__Given text__:
- - - - - - -
Something special about the Shootout


From the moment I started at Sandown Park there was one race that got the blood pumping more than any other.

I started at Sandown Park in 2005. I had a bit of experience in thoroughbred racing but, if I’m honest, knew little about greyhound racing other than the fact that eight dogs run fast around the track. Except for one race that is that, where four dogs run really fast around the track.

The Shootout is often billed as ‘the speed championship of Australia.’ The concept is simple – with just four dogs in the field, there’s less chance for interference which gives those dogs that lack speed at box rise time to steady, find their stride and show what they can do. Four of the fastest canines in the land racing head to head. Oh, and the winner gets the prize. All of it. It’s the only race I’m aware of any code where the winner takes the entire purse.

The Shootout started back in 1998 as a paid entry race. If you thought you had the fastest chaser in the country and you were prepared to stump up $5000, you could prove to everyone you’re right. In that first year, just three sets of connections forked out the entry fee with the brilliant WA sprinter Reggimite claiming the $40,000 prize.
- - - - - - -
__Material shown__:
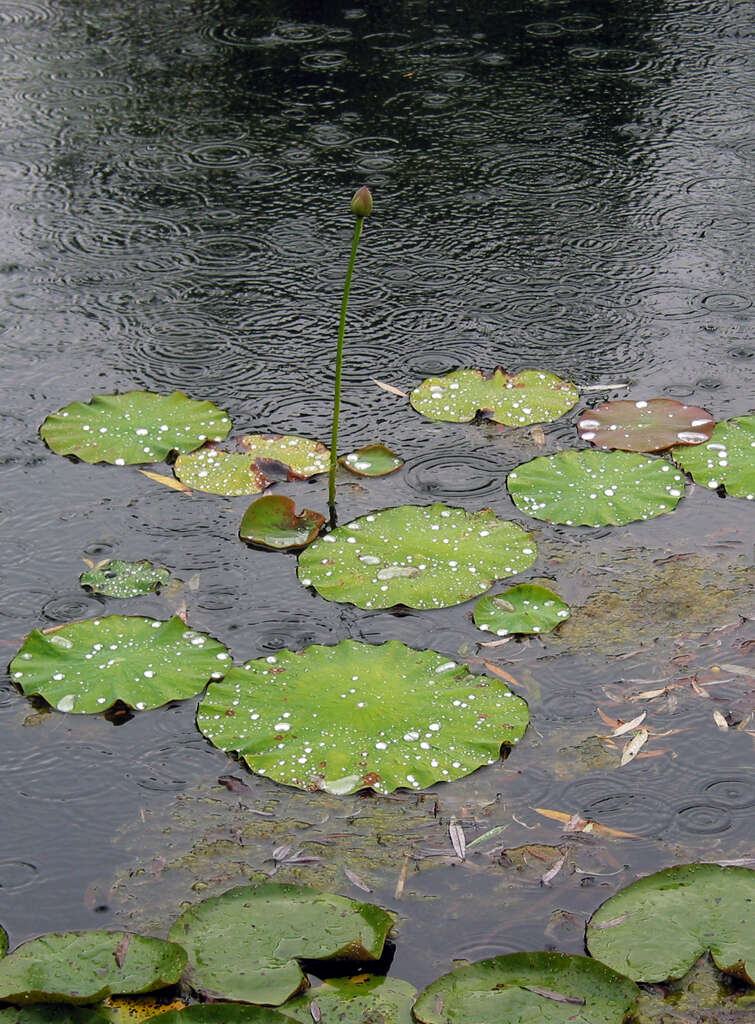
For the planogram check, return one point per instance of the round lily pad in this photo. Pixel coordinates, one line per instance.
- - - - - - -
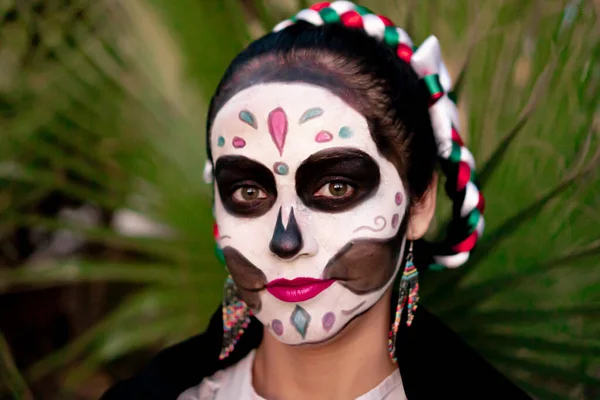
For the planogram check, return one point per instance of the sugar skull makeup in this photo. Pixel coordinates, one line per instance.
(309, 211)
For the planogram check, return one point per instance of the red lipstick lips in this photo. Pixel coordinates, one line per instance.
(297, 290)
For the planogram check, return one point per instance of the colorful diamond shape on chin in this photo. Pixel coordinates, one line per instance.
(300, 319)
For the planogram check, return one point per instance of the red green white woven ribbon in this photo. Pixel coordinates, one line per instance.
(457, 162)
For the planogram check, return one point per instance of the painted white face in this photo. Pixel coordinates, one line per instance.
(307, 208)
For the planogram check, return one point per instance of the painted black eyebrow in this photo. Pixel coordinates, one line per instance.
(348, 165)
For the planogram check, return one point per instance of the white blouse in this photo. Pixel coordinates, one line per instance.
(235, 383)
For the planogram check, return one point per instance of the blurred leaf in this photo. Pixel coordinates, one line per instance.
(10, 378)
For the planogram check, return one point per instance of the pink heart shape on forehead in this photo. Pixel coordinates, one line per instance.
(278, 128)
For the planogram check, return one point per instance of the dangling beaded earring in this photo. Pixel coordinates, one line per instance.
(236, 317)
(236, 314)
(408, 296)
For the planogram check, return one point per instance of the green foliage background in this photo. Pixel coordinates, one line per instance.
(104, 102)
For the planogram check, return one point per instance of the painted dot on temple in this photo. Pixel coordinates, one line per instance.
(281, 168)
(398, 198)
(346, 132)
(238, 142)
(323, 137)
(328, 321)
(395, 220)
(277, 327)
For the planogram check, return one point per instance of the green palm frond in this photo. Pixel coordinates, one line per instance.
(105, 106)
- - - - - - -
__Do this__: Repeat everything in the Shootout text above from "From the moment" down to "really fast around the track.".

__Final result__:
From the moment I started at Sandown Park there was one race that got the blood pumping more than any other.

I started at Sandown Park in 2005. I had a bit of experience in thoroughbred racing but, if I’m honest, knew little about greyhound racing other than the fact that eight dogs run fast around the track. Except for one race that is that, where four dogs run really fast around the track.